[BEGIN Information supplied]

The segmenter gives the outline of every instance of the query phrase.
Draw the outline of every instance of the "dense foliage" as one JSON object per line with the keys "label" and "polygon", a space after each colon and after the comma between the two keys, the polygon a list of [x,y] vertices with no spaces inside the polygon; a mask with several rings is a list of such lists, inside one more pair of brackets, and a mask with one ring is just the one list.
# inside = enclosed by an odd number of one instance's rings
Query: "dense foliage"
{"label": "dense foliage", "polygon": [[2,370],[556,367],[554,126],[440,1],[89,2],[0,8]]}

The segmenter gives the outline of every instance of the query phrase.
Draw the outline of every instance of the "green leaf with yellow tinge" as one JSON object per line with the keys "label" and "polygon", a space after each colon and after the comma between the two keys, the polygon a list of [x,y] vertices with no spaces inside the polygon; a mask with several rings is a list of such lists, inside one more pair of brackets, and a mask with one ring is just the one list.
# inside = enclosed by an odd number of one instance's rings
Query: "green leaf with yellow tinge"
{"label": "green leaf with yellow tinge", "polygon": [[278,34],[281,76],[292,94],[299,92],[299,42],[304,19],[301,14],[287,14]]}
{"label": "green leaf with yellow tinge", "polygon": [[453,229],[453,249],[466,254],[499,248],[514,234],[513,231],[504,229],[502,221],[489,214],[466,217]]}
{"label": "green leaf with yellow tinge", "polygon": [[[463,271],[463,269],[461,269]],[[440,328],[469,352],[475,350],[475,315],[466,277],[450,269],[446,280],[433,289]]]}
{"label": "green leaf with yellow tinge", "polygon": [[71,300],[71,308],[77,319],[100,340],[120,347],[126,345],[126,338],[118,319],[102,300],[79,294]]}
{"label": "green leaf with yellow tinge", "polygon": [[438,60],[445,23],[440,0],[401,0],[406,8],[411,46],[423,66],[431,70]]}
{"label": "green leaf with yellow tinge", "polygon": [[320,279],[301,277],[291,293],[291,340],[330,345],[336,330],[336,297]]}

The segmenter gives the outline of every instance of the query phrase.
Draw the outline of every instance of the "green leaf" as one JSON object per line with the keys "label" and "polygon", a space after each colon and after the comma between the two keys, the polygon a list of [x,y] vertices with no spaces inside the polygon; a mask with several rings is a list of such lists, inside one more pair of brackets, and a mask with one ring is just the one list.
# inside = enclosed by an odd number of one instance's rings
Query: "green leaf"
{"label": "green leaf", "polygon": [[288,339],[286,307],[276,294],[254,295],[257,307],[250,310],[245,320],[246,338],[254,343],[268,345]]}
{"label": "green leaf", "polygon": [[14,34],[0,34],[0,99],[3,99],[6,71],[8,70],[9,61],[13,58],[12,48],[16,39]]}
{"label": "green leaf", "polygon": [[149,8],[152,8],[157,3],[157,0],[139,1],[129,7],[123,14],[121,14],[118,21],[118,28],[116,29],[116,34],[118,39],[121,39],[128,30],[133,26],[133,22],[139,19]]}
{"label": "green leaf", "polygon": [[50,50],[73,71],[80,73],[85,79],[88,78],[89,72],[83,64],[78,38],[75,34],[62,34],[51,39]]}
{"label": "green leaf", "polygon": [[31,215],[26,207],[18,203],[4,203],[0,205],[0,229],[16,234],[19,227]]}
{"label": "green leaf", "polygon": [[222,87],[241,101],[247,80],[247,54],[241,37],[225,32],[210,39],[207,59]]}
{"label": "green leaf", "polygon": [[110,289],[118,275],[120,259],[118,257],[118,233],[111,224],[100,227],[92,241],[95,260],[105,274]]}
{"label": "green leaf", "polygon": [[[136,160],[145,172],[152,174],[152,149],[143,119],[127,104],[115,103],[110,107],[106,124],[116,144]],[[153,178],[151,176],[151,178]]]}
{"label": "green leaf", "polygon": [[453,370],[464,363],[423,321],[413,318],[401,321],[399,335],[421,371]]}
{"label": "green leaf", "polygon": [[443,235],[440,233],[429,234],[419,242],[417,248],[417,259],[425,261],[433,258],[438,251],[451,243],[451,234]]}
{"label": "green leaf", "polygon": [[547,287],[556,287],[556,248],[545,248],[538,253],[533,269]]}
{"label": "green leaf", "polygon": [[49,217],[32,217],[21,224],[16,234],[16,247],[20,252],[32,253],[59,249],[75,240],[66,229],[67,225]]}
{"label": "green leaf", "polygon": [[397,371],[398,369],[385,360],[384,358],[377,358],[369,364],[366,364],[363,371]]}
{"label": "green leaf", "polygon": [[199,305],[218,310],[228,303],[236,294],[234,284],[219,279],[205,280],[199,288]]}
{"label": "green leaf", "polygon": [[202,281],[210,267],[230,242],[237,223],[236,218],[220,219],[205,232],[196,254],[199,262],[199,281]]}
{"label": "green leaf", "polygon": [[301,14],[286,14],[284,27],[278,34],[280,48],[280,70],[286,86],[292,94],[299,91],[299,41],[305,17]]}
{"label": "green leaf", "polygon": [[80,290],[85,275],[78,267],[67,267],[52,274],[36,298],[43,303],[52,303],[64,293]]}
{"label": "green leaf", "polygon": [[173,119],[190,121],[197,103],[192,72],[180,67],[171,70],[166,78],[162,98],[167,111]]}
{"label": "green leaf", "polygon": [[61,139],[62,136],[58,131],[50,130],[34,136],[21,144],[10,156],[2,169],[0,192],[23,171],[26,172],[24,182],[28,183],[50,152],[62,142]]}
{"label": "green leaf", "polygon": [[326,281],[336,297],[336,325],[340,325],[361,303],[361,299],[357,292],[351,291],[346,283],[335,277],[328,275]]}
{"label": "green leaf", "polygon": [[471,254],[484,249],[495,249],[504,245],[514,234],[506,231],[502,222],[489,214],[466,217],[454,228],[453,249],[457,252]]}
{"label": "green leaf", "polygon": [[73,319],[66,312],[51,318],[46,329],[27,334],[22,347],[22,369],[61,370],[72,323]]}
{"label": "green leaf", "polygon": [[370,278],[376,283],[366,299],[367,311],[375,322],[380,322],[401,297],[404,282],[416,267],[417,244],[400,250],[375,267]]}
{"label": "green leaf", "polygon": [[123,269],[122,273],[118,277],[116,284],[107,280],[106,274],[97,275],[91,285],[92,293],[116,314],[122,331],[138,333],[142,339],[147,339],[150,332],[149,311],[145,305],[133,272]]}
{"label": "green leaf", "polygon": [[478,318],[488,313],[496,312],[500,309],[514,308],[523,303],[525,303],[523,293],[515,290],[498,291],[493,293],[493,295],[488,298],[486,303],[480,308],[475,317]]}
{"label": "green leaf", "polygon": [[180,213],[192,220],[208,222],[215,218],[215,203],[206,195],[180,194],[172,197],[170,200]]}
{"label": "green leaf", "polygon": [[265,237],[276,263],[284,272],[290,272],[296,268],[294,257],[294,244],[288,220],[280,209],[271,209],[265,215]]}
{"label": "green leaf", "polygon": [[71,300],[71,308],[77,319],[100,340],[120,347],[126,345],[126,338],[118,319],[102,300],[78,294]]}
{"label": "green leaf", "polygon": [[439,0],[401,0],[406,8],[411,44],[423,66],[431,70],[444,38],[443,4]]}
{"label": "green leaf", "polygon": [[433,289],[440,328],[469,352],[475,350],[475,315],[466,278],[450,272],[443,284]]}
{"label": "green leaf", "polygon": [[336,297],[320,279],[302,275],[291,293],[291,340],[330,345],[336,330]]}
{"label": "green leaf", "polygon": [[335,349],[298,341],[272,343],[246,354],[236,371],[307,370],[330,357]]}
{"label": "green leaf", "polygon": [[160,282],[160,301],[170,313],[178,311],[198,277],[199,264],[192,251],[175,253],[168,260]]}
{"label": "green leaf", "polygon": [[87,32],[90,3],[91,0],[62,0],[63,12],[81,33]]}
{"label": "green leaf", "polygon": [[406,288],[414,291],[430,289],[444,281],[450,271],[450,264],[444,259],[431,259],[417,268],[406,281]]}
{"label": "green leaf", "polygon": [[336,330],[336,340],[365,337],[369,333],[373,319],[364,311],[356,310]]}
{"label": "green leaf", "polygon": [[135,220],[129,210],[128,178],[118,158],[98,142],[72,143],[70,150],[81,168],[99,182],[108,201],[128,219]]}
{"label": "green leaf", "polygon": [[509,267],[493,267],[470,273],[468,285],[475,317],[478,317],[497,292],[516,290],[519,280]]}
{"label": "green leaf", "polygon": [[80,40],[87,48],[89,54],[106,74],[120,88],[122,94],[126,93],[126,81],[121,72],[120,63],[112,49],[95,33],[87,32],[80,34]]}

[END Information supplied]

- [Stated exercise]: Return each line of the listing above that contains the word "foliage". Case counts.

- [The completed task]:
Draw the outline of every instance of the "dense foliage" as one JSON object per line with the keys "label" and "polygon", a space after each colon and after the comma between the two keys, the polygon a list of [x,y] vertices with no spaces inside the polygon; a mask with several rings is a list of such lists, inside one more pair of brackets, and a mask with one ring is just the one list.
Query: "dense foliage"
{"label": "dense foliage", "polygon": [[2,370],[556,367],[554,126],[440,1],[89,2],[0,8]]}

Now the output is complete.